Tally the lines of the records below that contain the string "drink", treating uppercase and lowercase as different, and give only the number.

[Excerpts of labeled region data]

○ ○ ○ ○ ○ ○ ○

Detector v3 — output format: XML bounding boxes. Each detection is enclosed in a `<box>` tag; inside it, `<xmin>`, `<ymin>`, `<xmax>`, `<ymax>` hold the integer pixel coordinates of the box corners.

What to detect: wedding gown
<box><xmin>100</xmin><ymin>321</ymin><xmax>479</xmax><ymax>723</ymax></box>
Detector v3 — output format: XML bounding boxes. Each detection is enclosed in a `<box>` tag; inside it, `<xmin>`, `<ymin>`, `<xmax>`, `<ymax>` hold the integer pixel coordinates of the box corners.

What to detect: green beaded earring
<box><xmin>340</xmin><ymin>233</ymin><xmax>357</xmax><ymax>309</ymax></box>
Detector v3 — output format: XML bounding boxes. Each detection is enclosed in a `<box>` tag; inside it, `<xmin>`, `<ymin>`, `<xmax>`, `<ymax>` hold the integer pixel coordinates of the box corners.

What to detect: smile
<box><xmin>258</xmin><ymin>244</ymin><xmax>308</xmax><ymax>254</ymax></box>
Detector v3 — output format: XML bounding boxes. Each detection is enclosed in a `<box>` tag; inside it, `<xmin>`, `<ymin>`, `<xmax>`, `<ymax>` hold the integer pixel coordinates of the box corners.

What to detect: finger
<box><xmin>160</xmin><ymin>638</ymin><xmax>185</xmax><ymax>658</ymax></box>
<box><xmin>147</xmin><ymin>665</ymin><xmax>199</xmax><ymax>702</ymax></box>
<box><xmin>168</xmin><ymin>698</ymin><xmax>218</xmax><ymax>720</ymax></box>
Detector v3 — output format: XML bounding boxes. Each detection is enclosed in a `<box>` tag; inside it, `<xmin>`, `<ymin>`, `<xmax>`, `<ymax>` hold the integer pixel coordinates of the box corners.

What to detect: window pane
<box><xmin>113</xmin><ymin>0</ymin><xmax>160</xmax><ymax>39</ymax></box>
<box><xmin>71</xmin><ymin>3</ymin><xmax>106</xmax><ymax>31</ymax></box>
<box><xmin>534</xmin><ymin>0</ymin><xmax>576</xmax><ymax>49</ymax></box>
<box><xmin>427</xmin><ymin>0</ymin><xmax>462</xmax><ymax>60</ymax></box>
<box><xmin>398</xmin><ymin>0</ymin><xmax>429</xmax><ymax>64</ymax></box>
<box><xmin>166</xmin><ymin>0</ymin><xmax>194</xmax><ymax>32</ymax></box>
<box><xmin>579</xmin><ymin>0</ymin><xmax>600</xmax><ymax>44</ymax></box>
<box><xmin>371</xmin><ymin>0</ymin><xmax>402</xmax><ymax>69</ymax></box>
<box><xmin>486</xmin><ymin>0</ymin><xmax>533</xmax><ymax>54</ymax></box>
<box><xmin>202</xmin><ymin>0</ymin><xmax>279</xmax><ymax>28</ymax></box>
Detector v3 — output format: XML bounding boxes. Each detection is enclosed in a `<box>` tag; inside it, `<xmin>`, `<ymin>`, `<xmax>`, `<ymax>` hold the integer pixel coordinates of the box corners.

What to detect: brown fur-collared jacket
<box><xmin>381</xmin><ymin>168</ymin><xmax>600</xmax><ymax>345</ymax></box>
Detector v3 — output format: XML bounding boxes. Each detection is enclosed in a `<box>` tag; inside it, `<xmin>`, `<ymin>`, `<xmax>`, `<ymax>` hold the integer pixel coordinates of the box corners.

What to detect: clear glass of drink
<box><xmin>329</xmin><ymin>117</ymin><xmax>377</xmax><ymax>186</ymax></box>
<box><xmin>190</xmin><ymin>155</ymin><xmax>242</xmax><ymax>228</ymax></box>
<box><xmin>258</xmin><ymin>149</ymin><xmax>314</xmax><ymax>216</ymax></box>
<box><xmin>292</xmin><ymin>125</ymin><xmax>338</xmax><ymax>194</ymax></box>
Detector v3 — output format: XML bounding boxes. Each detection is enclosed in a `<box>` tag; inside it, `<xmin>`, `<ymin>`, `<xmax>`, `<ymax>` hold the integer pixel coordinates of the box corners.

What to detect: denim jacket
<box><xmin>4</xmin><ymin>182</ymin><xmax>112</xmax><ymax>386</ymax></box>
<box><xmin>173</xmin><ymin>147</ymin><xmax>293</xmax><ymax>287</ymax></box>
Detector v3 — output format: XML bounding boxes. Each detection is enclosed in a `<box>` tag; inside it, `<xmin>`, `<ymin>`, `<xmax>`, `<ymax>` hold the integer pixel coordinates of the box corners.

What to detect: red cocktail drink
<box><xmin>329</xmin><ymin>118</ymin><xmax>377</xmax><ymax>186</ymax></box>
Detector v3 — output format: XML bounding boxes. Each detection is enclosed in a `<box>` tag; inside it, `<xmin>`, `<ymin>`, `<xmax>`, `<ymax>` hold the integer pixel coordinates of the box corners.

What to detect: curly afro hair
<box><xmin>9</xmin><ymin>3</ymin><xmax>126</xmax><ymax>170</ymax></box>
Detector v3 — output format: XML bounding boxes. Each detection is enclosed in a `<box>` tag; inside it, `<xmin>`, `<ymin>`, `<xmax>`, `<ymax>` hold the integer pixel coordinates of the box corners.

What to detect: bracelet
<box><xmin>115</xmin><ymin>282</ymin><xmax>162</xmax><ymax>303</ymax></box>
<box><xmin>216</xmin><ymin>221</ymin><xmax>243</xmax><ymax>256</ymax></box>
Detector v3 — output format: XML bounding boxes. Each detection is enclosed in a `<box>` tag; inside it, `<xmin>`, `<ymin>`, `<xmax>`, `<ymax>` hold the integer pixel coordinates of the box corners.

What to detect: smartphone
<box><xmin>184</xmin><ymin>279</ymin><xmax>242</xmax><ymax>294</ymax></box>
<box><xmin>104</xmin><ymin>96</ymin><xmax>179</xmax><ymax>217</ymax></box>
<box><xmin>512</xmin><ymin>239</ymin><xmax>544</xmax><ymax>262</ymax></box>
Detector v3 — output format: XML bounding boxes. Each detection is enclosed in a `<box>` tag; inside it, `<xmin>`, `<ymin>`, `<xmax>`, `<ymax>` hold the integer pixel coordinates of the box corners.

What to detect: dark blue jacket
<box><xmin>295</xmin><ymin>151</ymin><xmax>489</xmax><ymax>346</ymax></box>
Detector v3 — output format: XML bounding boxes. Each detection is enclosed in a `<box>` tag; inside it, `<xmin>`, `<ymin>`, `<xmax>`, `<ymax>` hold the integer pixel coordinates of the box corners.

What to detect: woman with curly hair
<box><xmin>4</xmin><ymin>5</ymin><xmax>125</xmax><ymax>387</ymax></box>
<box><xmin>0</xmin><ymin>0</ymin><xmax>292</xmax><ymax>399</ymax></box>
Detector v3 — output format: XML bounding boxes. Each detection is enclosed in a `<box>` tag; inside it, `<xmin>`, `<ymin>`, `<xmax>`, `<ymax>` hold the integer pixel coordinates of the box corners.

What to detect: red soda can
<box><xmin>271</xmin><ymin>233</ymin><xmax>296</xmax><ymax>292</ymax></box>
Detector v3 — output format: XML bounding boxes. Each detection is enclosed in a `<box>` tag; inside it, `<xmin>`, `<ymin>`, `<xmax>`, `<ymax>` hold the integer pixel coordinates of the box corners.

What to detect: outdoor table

○ ○ ○ ○ ○ ○ ○

**SOLUTION**: 2